**Document section**
--------------------------------
The police in Zimbabwe in 2011 charged three women in connection with a spate of sexual attacks on male hitchhikers over the past two years. They were arrested in Gweru, a town a few hours south of the capital city of Harare. The women, who were identified as two sisters, Sophie Nhokwara, 26, and Netsai Nhokwara, 24, and a third woman, Rosemary Chakwizira, 24, were arrested and charged with 17 counts of aggravated indecent assault—one count for each man who identified the women as his attackers.

Men can be victims of sexual attack regardless of their sexual orientation. And while the attacker is more often male, men can be and are sexually assaulted by women.

If a female initiates sexual contact with a male, this is viewed as a rare and exciting opportunity that no man should let pass by as he should be grateful. Given these commonly held beliefs, many people see nothing wrong with a woman pursuing a man sexually.

Sadly however, many men who were sexually abused by women are locked in silence, shame, and self-loathing. Society tells them that not only was their experience not abuse, but that they should have enjoyed it, and if they didn’t there must be something terribly wrong with them.

Although many men fantasize being sexually abused by women, not all men want to be sexually abused by women. Many men who were sexually abused by women feel deeply ashamed of themselves, their sexuality, and their gender. Sadly and mistakenly, they believe that there must be something profoundly wrong with them that they were abused in this way. Some men defend against feeling this way by being in a constant state of anger or rage. Many male survivors cope with the abuse by drinking, using drugs, living recklessly, avoiding intimate relationships, numbing their feelings, dissociating, and becoming depressed, anxious or angry.

Reports of sexual violence by men against men emerge from numerous conflicts, ranging in time from Ancient Persia and the Crusades to this century. Sexual violence is committed against men more frequently than is often thought. It is perpetrated at home, in the community and in prison by men and by women during conflict and in time of peace.

Sexual violence against men has been documented as taking place in many armed conflicts. The numbers vary: in some conflicts the sexual violence seems sporadic and ad hoc, in others, it is clearly more systematic. The following is no way intended to be an exhaustive list. Sexual violence against men has been chronicled as taking place in conflicts in the more distant past, for example in Ancient Persia, and the Crusades, as well as by the Ancient Greek, Chinese, Amalekite, Egyptian and Norse armies. It has occurred in the conflicts in El Salvador Chile, Guatemala, and Argentina. It has been perpetrated in the conflicts in Greece, Northern Ireland, Chechnya, Turkey, and the former Yugoslavia. It has been a feature of the conflicts in Sri Lanka, Iraq-Kuwait, Coalition-Iraq, and the Sino-Japanese war. It has been present in the conflicts in Liberia, Sierra Leone, Kenya, Sudan, the Central African Republic, Burundi, Uganda, Rwanda, the Democratic Republic of the Congo, Zimbabwe, and South Africa. Men sexually abusing other men are kinky.
--------------------------------
**Supplied data**
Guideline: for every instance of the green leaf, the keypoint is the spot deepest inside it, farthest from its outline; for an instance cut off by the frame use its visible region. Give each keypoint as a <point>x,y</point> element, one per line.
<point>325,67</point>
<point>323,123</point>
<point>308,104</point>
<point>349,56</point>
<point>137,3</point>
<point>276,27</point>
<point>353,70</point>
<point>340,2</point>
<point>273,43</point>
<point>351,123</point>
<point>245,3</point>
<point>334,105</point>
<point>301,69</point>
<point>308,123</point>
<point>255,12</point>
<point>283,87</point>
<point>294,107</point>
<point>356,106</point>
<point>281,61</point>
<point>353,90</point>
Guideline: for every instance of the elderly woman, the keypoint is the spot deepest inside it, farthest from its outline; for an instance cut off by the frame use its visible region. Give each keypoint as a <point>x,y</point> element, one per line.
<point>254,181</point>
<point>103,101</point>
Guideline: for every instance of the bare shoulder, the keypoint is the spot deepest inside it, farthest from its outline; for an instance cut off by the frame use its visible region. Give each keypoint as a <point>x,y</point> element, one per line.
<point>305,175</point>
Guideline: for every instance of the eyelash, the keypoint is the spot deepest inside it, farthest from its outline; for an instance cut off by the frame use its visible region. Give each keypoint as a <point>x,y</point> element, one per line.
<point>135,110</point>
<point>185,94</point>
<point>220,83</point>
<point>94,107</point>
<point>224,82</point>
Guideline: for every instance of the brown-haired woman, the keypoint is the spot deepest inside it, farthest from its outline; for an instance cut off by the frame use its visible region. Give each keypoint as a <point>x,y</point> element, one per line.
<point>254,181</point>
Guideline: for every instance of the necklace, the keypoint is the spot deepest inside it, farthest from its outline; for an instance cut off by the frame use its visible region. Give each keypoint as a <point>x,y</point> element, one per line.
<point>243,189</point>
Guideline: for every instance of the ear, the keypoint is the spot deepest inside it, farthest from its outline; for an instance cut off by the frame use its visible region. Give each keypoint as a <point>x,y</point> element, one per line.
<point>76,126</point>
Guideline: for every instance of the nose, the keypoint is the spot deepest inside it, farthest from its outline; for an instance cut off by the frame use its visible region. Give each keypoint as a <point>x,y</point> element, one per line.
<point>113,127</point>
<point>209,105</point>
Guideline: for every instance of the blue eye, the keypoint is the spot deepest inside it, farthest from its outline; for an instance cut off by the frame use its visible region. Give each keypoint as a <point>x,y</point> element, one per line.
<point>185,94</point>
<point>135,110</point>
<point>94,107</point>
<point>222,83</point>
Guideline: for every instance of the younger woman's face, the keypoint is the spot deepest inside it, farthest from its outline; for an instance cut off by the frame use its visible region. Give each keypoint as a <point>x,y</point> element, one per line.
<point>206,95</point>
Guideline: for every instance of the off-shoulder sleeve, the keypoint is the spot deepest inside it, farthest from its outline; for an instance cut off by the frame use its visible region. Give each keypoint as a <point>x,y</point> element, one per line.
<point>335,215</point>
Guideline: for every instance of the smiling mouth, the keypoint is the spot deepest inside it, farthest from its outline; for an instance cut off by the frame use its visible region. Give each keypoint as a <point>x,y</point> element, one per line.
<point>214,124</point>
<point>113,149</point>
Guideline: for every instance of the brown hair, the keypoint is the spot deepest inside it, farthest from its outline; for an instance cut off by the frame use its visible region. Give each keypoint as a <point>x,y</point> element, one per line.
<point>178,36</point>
--------------------------------
**Assignment**
Decide whether each statement below agrees with the text on sexual violence against men above. Answer yes or no for each and quote the words from the text that decide it.
1. The three women were arrested in Harare.
2. The women were charged with one count for each man who identified them as his attackers.
3. The text presents its list of conflicts as complete.

**Output**
1. No: "They were arrested in Gweru, a town a few hours south of the capital city of Harare."
2. Yes: "one count for each man who identified the women as his attackers."
3. No: "The following is no way intended to be an exhaustive list."